给定任务
请依据下方题解回答以下问题:
1. 题解列出的 a nice table 须满足的第一种条件是什么?
2. 代码中常量 str 被赋予什么字符串?
3. 代码中常量 INF 的取值是多少?

文档节选
——————————
显然,a nice table需要满足如下条件:
要么,每行都由两个字符交替组成,相邻两行的字符均不相同
要么,每列都由两个字符交替组成,相邻两列的字符均不相同
然后枚举就完事啦
代码:
#include <bits/stdc++.h>
using namespace std;
const int INF = 0x3f3f3f3f;
const string str = "ATGC";
vector<string> s, tmp, ans;
int main() {
ios::sync_with_stdio(0);
int n, m;
cin >> n >> m;
for (int i = 0; i < n; i++) {
string st;
cin >> st;
s.push_back(st);
}
int ansmin = INF, now;
for (int c1 = 0; c1 < 4; c1++)
for (int c2 = c1 + 1; c2 < 4; c2++) {
string t;
set<int> st;
for (int i = 0; i < 4; i++) st.insert(i);
st.erase(c1);
st.erase(c2);
set<int>::iterator it = st.begin();
t.push_back(str[c1]);
t.push_back(str[c2]);
t.push_back(str[*(it++)]);
t.push_back(str[*it]);
now = 0;
tmp.clear();
for (int i = 0; i < n; i++) {
tmp.push_back("");
int b = (i & 1) << 1;
int cnt1 = 0, cnt2 = 0;
for (int j = 0; j < m; j++) {
if (s[i][j] != t[b+(j&1)]) ++cnt1;
if (s[i][j] != t[b+((j&1)^1)]) ++cnt2;
}
if (cnt1 < cnt2)
for (int j = 0; j < m; j++)
tmp[i].push_back(t[b+(j&1)]);
else
for (int j = 0; j < m; j++)
——————————
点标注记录
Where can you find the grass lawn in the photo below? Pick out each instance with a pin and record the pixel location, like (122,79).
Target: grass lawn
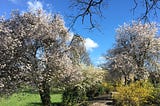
(28,99)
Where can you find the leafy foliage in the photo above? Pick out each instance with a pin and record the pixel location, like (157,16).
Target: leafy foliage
(136,52)
(35,50)
(134,94)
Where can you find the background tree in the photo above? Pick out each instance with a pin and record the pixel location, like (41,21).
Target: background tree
(136,51)
(34,50)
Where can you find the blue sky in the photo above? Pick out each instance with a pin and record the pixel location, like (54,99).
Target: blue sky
(97,42)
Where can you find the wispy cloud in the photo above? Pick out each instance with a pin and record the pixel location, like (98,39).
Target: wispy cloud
(90,44)
(35,5)
(13,1)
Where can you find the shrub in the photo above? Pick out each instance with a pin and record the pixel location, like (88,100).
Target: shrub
(74,95)
(135,94)
(155,98)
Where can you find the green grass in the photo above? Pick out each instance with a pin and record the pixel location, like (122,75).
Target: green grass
(27,99)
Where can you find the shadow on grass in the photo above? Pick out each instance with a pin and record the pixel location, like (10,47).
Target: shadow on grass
(40,104)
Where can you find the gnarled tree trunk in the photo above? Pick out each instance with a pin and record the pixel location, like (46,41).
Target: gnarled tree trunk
(44,92)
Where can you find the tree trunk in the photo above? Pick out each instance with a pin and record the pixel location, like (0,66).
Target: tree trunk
(45,94)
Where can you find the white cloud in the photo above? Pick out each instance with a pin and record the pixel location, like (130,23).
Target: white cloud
(13,1)
(90,44)
(35,5)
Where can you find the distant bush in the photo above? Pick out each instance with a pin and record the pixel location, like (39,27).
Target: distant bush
(135,94)
(74,95)
(90,86)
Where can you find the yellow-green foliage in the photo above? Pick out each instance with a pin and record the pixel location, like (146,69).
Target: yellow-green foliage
(134,94)
(92,76)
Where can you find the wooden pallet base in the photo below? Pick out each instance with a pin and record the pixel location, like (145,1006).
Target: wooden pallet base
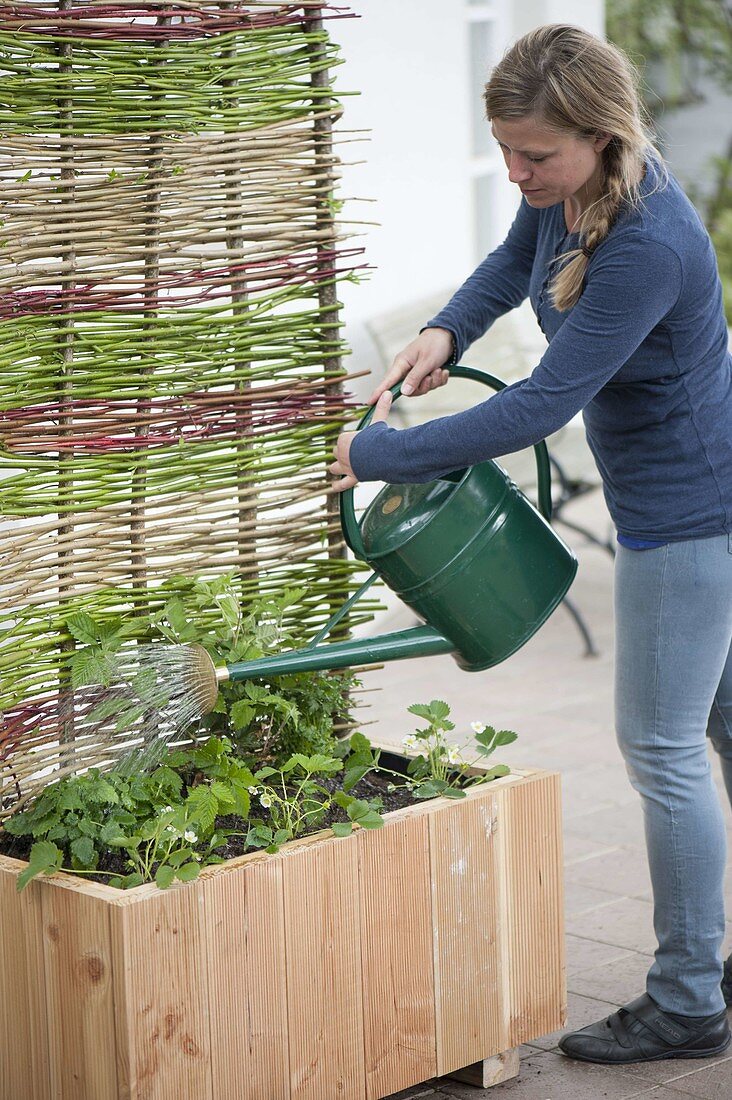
——————————
回答
1. 每行都由两个字符交替组成,相邻两行的字符均不相同。
2. "ATGC"。
3. 0x3f3f3f3f。